### The request
Transcribe the records below word for word, from the very first line through the line containing "[0,0,1242,644]", including that line.

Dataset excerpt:
▼▼▼

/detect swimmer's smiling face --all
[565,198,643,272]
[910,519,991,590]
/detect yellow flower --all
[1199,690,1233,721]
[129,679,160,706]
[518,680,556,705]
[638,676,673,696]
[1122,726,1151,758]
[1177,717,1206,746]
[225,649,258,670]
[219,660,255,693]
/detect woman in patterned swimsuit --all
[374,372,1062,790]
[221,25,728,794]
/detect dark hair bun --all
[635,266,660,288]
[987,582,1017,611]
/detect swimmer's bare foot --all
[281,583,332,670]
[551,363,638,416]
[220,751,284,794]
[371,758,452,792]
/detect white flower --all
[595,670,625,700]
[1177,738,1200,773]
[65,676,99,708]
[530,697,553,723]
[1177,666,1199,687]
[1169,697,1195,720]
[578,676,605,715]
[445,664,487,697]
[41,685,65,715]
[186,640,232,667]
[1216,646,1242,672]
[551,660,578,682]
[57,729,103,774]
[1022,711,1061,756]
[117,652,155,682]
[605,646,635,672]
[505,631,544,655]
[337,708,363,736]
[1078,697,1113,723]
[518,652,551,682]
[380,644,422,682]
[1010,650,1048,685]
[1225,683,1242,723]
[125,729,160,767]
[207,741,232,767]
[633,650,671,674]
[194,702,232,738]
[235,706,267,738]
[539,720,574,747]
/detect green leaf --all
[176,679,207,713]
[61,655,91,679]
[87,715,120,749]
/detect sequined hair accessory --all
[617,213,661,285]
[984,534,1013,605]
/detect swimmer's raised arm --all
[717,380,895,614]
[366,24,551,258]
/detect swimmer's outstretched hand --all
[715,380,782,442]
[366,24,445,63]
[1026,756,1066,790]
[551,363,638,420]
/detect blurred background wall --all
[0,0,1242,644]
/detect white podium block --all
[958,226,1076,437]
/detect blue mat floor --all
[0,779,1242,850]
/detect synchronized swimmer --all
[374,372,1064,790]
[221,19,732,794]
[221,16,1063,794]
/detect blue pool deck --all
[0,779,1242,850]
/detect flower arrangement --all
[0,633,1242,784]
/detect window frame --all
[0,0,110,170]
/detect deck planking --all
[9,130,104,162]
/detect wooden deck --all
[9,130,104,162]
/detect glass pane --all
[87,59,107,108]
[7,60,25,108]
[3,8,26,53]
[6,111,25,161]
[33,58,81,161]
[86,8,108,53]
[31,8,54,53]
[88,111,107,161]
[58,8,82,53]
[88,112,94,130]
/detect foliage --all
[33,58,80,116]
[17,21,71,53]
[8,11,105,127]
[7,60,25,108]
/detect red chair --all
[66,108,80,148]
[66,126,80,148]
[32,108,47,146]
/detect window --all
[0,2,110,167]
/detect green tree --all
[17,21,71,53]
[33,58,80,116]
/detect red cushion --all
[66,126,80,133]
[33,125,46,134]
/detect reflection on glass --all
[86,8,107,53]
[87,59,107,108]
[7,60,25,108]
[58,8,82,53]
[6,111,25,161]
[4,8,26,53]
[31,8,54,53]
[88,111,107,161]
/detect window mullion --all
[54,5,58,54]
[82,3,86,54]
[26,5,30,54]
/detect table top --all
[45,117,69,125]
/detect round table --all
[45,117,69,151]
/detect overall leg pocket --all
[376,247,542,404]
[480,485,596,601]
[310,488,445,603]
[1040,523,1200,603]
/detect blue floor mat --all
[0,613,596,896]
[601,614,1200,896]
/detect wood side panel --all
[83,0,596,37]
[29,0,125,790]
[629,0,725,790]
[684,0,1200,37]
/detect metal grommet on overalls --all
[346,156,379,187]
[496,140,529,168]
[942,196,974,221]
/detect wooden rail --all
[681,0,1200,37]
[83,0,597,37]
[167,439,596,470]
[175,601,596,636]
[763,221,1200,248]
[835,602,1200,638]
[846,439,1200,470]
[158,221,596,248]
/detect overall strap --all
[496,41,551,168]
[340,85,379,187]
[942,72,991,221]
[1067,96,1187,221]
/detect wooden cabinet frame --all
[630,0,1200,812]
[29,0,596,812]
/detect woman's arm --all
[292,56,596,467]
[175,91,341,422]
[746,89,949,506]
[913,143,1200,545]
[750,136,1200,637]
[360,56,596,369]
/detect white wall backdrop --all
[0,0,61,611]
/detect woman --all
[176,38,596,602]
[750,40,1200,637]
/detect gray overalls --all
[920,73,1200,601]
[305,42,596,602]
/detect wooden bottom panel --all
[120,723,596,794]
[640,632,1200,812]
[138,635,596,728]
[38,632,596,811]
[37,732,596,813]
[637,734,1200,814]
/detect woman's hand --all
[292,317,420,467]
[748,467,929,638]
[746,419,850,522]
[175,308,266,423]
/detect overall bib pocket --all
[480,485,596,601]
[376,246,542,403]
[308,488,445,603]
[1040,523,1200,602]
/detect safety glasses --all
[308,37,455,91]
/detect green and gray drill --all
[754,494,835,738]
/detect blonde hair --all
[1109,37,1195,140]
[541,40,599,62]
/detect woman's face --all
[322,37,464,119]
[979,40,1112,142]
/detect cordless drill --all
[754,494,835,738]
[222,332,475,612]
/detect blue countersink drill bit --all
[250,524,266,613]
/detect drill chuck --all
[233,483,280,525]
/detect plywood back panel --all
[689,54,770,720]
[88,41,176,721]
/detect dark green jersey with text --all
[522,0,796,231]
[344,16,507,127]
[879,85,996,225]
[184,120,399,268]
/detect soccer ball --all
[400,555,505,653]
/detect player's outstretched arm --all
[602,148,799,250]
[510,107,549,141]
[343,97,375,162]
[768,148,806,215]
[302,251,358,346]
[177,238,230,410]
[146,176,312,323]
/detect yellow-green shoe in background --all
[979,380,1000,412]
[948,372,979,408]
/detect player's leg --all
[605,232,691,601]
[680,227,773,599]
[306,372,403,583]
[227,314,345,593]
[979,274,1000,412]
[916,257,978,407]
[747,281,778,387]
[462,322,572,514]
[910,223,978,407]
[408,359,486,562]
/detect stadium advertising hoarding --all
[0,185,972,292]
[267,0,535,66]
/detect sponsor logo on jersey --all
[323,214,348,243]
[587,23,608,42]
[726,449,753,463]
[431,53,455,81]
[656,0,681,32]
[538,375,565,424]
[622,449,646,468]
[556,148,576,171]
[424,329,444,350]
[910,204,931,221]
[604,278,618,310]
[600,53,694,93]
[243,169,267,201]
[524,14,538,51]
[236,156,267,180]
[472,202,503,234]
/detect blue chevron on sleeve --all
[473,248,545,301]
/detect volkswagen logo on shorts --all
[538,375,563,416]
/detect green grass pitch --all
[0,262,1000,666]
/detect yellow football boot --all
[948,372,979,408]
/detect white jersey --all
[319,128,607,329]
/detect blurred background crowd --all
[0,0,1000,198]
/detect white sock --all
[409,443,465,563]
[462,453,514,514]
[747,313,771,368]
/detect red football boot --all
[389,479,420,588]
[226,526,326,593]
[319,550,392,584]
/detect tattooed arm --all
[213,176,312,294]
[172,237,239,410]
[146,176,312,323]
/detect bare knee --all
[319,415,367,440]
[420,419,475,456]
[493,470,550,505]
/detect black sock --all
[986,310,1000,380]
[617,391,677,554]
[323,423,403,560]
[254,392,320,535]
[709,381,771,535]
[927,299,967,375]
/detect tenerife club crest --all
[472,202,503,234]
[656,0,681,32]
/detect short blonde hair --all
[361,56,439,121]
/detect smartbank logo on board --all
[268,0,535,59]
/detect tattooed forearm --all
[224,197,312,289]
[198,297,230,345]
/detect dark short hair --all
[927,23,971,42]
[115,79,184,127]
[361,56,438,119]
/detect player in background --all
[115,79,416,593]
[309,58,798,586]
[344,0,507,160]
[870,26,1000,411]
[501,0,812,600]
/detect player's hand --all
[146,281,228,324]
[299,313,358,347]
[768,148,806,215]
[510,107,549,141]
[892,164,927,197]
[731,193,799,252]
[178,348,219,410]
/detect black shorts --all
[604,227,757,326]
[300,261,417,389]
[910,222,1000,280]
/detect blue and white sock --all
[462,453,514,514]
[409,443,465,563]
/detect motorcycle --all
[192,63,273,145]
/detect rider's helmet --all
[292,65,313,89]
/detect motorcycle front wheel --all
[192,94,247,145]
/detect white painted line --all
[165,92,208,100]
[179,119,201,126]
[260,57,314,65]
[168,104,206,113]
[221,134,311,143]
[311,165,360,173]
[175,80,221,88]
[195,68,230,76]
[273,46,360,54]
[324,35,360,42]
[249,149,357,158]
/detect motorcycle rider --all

▲▲▲

### Exercise answer
/detect swimmer's smiling face --all
[565,198,643,272]
[910,519,991,590]
/detect yellow flower --all
[1199,690,1233,721]
[129,679,160,706]
[518,680,556,705]
[638,676,673,696]
[1122,726,1151,758]
[1177,717,1206,746]
[225,649,258,670]
[219,660,255,693]
/detect woman in patterned swimsuit --all
[374,372,1062,790]
[221,25,728,794]
/detect dark hair bun --all
[635,266,660,288]
[987,582,1017,611]
/detect swimmer's bare foot --all
[281,583,332,670]
[551,363,638,416]
[220,751,284,794]
[371,758,452,792]
/detect white flower --all
[595,670,625,700]
[1177,738,1200,773]
[65,676,99,708]
[530,697,553,723]
[1177,666,1199,687]
[1169,697,1195,720]
[578,676,605,715]
[445,664,487,697]
[41,685,65,715]
[186,640,232,667]
[1216,646,1242,672]
[551,660,578,682]
[57,729,103,774]
[1022,711,1061,756]
[117,652,155,682]
[605,646,635,672]
[505,631,544,655]
[337,708,363,736]
[1078,697,1113,723]
[518,652,551,682]
[380,644,422,682]
[1010,650,1048,685]
[1225,683,1242,723]
[125,729,160,767]
[207,741,232,767]
[633,650,671,674]
[194,702,232,738]
[235,706,267,738]
[539,720,574,747]
/detect green leaf --all
[176,679,207,713]
[61,655,91,679]
[87,715,120,749]
/detect sequined hair accessory --all
[617,213,661,285]
[984,534,1013,605]
/detect swimmer's raised arm --all
[717,380,895,614]
[366,24,551,258]
/detect swimmer's outstretched hand --all
[715,380,782,442]
[366,24,445,63]
[1026,756,1066,790]
[551,363,638,420]
/detect blurred background wall --all
[0,0,1242,644]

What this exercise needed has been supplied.